(Stored data)
========================
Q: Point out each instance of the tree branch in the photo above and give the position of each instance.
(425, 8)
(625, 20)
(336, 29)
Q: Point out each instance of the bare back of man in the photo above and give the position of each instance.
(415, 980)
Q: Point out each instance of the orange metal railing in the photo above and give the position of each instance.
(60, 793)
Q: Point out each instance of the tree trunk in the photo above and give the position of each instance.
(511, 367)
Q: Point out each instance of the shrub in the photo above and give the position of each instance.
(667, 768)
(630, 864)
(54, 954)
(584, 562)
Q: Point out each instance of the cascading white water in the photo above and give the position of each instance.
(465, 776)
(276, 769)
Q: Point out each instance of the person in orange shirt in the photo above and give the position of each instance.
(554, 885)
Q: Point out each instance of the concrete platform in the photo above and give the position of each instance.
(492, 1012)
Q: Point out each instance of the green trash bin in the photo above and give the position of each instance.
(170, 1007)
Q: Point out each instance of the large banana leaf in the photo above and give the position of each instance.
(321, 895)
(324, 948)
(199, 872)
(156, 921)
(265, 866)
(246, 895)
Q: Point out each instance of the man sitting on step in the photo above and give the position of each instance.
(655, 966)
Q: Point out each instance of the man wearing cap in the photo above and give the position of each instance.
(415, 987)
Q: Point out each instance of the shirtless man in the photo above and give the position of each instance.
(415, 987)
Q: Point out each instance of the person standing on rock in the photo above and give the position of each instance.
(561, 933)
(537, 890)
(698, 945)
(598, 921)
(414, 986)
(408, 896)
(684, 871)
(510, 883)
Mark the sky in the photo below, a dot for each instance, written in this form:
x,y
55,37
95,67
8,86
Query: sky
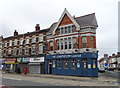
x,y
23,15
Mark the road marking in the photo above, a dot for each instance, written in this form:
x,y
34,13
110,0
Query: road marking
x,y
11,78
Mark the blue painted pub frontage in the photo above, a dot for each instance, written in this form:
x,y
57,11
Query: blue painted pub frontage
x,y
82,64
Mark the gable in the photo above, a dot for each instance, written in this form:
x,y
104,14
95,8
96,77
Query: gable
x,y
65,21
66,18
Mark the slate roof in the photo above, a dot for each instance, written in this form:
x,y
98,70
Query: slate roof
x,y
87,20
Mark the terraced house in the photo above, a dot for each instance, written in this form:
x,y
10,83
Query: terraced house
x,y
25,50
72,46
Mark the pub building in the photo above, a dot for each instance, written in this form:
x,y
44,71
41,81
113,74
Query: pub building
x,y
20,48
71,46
========================
» **Directions**: In the data above, how many lines carry the string "written"? Only the number should be given.

» **Answer section**: 7